Objective:
Count the lines in the records below that contain the word "mirror". Reply with only the number.

(Records from a point annotation dataset)
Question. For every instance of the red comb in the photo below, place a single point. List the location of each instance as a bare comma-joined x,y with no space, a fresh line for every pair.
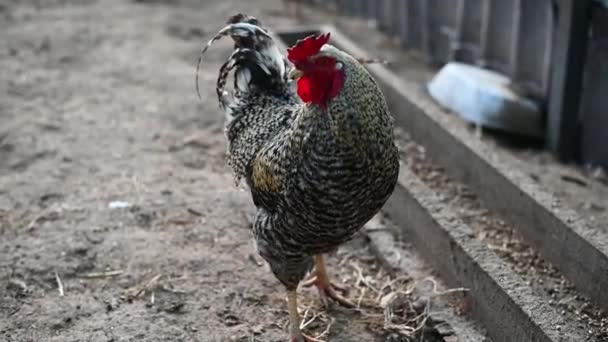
306,47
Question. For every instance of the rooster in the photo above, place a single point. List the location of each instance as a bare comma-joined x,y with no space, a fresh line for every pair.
320,160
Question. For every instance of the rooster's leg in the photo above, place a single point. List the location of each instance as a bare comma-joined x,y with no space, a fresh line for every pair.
295,333
327,289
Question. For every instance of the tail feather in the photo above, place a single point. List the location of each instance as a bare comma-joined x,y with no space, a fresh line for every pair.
256,59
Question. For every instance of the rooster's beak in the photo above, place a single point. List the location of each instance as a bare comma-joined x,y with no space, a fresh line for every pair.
294,74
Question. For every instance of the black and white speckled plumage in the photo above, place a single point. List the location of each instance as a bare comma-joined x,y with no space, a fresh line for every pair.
316,175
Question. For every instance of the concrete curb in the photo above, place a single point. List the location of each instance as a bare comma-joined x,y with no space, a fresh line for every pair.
499,298
563,237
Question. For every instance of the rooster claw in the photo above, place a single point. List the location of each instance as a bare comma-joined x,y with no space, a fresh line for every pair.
327,291
313,281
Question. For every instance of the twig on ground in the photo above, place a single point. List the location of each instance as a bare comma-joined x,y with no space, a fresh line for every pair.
101,274
59,284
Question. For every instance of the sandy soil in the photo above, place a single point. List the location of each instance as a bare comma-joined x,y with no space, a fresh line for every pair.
118,218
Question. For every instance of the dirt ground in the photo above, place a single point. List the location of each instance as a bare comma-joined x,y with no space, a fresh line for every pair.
119,219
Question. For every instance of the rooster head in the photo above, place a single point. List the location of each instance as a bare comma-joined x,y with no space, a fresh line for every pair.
320,75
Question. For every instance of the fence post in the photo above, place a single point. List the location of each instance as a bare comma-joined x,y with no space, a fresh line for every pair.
567,65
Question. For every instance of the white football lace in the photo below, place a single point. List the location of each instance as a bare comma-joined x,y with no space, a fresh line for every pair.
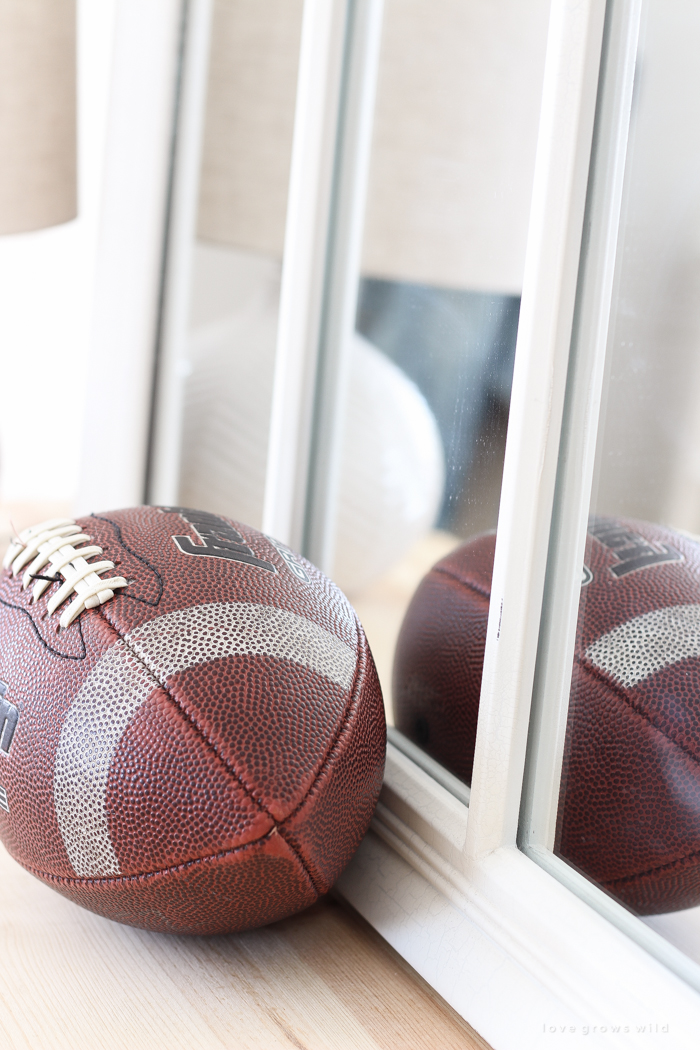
54,543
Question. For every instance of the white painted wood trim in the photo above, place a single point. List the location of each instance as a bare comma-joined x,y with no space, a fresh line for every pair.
341,277
303,267
506,943
512,949
163,475
129,260
551,267
563,587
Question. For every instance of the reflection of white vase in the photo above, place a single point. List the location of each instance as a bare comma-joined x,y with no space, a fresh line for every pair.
391,468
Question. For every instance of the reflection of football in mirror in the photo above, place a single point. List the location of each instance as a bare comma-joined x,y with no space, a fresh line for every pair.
630,803
192,733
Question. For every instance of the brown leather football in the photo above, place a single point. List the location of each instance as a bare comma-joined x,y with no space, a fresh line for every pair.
191,728
630,803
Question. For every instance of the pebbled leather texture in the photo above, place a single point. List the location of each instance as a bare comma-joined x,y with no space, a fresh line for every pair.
204,752
629,814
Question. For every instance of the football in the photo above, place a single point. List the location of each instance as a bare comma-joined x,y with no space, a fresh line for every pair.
629,813
192,733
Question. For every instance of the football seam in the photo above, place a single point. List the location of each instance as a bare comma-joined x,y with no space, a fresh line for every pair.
653,870
188,717
618,690
277,825
140,558
468,585
345,722
169,869
56,652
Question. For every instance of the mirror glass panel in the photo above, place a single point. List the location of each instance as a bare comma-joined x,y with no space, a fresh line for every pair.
431,357
426,398
629,815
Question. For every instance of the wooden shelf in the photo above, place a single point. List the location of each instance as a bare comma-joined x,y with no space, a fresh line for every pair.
320,980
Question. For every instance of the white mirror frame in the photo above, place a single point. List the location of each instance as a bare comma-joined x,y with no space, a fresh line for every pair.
511,948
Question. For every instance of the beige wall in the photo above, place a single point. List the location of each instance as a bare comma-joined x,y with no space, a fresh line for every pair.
454,135
37,113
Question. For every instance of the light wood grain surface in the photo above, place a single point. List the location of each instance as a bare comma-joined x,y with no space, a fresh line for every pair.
320,980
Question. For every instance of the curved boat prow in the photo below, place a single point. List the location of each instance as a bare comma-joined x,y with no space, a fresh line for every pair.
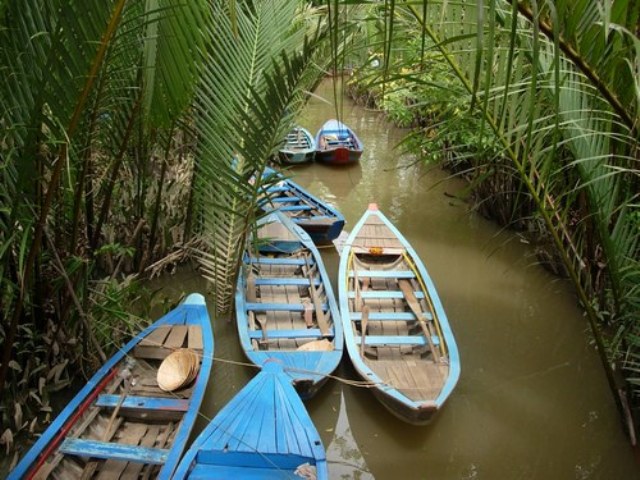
194,299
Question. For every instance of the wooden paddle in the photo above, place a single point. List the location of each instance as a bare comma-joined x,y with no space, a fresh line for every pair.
414,305
363,327
92,465
323,325
253,298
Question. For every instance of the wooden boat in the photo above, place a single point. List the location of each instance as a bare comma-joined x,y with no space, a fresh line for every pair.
299,147
320,220
121,424
396,331
337,144
285,307
264,432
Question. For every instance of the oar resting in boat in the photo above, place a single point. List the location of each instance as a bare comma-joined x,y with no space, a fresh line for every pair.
123,424
396,331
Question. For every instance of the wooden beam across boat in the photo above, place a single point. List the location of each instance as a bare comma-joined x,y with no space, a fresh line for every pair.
122,424
396,331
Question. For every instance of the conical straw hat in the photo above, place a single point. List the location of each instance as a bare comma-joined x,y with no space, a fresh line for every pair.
177,370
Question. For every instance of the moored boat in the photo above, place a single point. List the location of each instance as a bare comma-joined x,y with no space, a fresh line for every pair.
320,220
337,144
299,147
396,331
285,306
264,432
122,424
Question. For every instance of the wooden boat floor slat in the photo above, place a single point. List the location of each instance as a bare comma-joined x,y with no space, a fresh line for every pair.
416,379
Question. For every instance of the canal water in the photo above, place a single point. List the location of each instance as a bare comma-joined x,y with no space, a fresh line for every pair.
532,401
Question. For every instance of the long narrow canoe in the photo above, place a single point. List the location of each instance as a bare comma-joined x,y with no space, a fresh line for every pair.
285,306
396,331
121,424
320,220
264,432
299,147
336,143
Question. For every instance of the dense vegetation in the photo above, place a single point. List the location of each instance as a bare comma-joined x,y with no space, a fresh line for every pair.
537,104
121,153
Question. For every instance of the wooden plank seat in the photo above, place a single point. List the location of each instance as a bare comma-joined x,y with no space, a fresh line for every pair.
286,199
315,218
384,294
277,261
383,274
143,403
278,189
287,281
282,307
381,340
287,461
295,208
114,451
290,333
390,316
167,339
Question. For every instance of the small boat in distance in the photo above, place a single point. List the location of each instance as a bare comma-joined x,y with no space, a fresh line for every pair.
320,220
134,416
337,144
396,331
299,147
263,432
285,306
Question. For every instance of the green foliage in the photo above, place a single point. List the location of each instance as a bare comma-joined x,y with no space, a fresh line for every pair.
251,86
556,85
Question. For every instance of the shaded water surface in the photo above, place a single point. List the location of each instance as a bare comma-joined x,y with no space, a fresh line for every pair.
532,401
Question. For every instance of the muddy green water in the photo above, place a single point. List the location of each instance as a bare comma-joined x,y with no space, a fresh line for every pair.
532,401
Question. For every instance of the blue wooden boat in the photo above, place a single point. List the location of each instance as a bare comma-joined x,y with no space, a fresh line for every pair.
337,144
121,424
396,331
264,432
285,306
299,147
320,220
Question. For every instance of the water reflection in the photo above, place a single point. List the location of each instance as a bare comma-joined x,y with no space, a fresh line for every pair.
343,454
532,401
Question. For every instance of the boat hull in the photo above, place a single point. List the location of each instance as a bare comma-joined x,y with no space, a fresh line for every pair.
337,144
263,432
299,147
396,332
121,401
296,158
338,156
322,222
281,290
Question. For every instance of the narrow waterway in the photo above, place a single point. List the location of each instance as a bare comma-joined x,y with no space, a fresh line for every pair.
532,401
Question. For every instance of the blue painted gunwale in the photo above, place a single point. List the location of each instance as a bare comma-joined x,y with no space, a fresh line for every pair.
297,364
294,155
192,311
352,343
263,432
338,154
320,234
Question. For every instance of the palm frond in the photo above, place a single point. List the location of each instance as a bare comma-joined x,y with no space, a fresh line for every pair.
250,84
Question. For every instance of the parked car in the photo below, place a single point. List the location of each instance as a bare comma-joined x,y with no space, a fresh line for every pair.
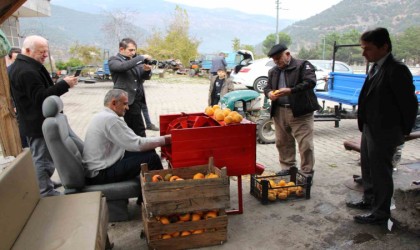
255,75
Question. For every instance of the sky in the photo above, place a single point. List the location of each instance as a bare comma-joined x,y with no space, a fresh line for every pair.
289,9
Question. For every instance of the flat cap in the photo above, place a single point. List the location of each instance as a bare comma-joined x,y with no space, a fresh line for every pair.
276,49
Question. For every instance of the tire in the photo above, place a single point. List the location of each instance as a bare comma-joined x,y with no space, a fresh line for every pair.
265,130
260,84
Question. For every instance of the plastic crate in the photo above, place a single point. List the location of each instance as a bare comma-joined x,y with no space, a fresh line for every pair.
264,187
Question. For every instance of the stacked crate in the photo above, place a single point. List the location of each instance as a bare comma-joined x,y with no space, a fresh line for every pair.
170,199
281,187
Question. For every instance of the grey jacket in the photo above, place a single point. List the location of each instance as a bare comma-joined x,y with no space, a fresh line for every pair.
128,74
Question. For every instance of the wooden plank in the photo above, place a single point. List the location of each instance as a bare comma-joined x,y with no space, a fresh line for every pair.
186,205
9,131
171,197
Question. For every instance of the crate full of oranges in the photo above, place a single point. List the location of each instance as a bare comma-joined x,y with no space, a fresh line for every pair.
281,187
224,116
186,230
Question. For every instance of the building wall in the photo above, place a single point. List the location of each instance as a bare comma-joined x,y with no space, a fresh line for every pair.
11,28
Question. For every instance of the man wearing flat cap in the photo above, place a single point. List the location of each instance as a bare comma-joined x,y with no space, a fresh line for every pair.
290,88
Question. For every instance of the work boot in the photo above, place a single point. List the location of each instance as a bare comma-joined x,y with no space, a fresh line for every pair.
152,127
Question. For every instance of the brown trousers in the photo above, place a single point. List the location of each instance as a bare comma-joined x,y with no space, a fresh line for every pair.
290,130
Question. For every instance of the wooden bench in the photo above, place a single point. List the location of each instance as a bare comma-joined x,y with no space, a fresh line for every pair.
343,88
27,221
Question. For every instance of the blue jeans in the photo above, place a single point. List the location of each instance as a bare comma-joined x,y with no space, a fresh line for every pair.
127,168
44,165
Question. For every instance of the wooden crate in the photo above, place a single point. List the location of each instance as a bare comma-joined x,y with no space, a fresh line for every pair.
163,198
215,232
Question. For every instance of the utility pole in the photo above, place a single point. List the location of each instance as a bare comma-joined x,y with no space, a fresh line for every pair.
277,20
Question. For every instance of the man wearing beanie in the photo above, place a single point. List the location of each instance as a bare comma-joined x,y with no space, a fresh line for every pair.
290,88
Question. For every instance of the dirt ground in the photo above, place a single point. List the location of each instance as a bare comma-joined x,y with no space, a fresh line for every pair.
321,222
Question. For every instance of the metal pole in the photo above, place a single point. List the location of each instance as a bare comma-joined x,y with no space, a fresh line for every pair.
277,21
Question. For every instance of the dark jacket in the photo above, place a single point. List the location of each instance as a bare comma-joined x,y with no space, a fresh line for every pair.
31,84
300,77
387,101
128,74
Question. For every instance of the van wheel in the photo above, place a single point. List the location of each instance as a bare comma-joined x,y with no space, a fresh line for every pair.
260,84
265,130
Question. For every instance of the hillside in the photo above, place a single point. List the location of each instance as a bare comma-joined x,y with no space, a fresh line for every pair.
396,15
83,21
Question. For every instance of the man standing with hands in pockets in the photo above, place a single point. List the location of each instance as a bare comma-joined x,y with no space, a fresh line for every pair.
31,84
387,111
129,71
290,87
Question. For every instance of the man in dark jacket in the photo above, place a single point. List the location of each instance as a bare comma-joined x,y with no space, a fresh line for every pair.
128,73
30,85
387,111
290,88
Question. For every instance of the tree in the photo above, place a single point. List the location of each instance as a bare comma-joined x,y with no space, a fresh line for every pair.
236,44
119,26
88,55
406,46
71,63
175,43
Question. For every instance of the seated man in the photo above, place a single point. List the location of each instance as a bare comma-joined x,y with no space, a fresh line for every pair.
112,151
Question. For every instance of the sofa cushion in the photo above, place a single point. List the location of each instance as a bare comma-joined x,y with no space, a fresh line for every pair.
66,222
19,195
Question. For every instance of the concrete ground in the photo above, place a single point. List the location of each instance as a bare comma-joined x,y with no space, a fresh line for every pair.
322,222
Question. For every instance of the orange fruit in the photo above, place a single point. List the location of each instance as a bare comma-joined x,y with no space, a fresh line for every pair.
166,236
198,231
237,118
176,234
173,178
228,120
157,178
195,217
226,111
210,214
282,183
164,220
209,111
271,196
198,176
211,176
185,217
218,115
299,192
185,233
282,195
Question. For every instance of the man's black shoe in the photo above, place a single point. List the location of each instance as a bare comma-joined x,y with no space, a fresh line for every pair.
359,205
57,184
370,219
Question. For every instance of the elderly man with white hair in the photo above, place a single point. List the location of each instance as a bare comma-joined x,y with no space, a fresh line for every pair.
31,84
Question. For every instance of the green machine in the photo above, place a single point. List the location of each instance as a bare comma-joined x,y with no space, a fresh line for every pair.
254,107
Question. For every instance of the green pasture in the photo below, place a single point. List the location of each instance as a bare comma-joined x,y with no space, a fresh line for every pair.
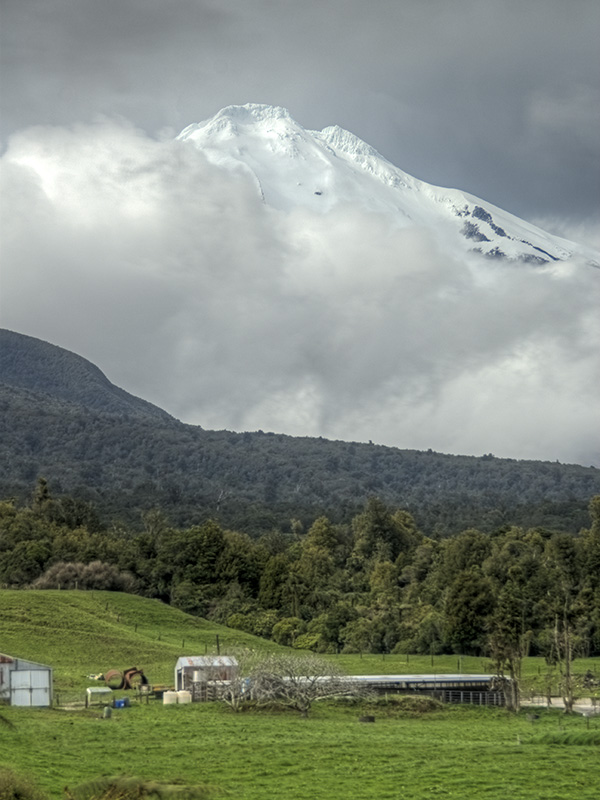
86,633
452,752
457,752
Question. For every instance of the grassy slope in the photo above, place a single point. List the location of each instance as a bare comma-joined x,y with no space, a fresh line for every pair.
455,753
81,633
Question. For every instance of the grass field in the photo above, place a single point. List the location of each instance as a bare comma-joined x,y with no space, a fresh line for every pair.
452,752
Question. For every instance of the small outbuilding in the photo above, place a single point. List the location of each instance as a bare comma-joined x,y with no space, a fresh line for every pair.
25,683
204,675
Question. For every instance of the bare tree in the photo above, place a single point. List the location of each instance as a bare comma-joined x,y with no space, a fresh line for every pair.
297,681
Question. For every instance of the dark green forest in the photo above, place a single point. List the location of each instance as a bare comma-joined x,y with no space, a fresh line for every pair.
377,584
127,464
326,545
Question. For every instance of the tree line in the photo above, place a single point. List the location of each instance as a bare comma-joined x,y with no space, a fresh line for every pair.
377,584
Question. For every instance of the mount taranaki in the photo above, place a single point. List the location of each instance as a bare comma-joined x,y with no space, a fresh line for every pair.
61,418
293,167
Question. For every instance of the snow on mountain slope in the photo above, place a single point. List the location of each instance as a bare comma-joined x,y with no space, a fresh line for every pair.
294,167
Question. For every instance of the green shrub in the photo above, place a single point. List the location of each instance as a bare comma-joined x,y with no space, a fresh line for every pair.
125,788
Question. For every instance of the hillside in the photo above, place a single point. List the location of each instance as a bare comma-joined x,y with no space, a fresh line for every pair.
61,418
84,633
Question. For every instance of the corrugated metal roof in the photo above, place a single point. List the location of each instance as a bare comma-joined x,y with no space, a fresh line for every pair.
206,661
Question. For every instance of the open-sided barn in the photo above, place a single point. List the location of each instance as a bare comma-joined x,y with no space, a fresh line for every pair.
203,675
25,683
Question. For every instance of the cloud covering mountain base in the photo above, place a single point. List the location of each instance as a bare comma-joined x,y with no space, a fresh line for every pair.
172,276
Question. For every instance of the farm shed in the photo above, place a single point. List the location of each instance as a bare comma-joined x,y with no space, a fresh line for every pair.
203,675
25,683
473,689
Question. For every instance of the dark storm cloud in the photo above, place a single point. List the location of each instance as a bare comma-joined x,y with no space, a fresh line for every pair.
165,271
499,99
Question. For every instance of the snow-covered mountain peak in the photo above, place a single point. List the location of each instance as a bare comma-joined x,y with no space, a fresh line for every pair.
293,167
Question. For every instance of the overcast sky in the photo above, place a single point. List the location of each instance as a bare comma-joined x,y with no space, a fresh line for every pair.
499,99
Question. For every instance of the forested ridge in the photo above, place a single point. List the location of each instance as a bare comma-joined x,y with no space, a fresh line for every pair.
318,544
377,584
60,417
127,464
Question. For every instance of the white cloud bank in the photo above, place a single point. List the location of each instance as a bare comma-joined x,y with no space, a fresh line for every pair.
174,278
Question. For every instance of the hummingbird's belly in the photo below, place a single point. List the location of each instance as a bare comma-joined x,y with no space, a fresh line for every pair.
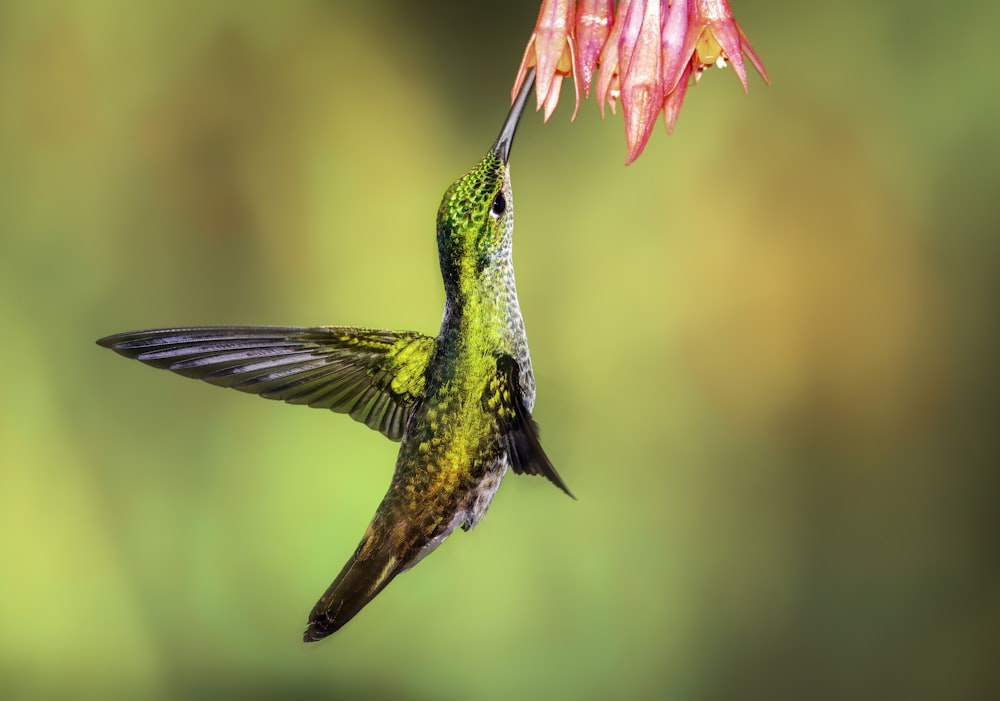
470,512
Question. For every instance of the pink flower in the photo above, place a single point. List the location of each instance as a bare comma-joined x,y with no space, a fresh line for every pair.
647,52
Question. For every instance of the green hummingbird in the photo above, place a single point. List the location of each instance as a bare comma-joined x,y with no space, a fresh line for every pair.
460,403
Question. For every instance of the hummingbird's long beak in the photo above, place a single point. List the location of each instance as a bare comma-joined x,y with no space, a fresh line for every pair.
506,138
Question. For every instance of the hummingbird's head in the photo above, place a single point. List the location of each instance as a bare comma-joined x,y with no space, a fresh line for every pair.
476,218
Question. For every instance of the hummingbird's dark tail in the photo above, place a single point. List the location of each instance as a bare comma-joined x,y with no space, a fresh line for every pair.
374,564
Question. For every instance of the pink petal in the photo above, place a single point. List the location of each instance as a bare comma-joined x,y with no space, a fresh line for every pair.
527,61
552,29
642,88
593,24
729,40
677,44
609,60
754,58
674,99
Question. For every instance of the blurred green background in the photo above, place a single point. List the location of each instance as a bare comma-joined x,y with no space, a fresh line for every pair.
766,356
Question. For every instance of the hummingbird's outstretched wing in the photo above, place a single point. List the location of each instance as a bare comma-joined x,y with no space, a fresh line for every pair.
519,430
374,375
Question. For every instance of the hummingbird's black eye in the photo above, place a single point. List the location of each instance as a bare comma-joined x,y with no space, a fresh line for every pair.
499,206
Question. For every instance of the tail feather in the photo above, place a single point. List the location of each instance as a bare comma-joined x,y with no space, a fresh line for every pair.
373,565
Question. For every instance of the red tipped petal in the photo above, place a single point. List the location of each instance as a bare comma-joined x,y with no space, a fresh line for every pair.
676,43
675,99
554,21
642,89
609,61
754,58
593,24
729,40
553,99
527,61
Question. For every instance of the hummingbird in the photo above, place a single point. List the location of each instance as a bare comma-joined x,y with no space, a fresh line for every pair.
459,403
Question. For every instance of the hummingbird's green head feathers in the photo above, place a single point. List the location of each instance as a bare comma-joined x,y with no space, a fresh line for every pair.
476,218
475,223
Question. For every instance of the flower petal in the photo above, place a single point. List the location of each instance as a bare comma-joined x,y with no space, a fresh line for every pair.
593,24
551,31
675,99
642,89
608,61
677,46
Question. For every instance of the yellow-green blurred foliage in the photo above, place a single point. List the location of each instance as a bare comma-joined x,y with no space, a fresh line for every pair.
766,357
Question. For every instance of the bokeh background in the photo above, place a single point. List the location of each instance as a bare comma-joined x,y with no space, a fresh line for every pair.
766,356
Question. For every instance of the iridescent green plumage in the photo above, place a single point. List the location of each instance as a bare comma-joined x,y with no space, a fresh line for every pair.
460,403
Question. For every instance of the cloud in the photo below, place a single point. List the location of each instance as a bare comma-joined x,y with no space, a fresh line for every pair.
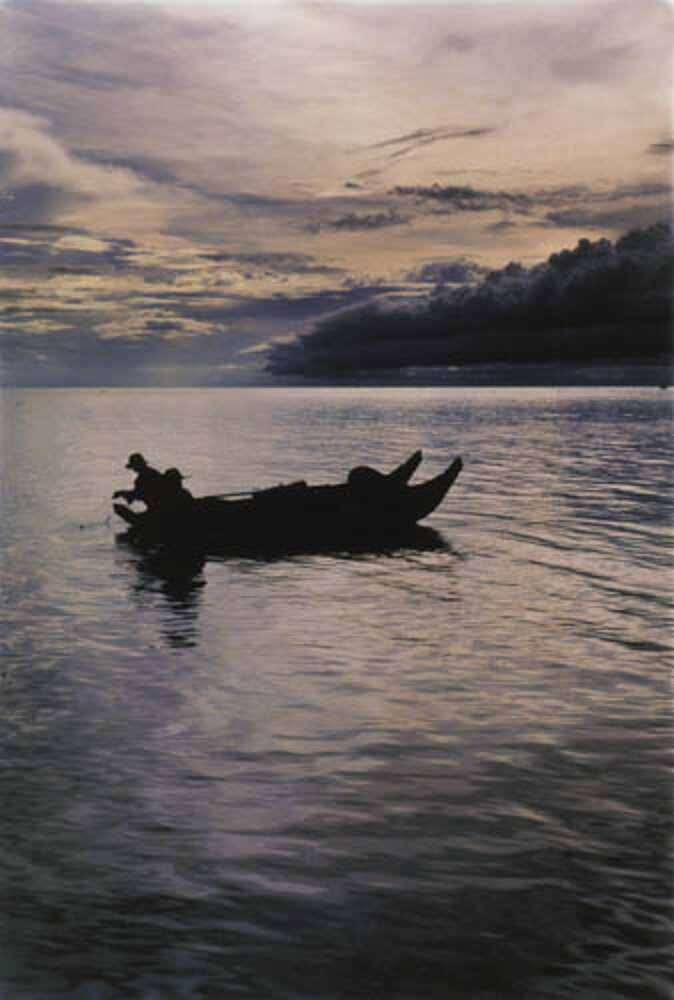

Expected output:
3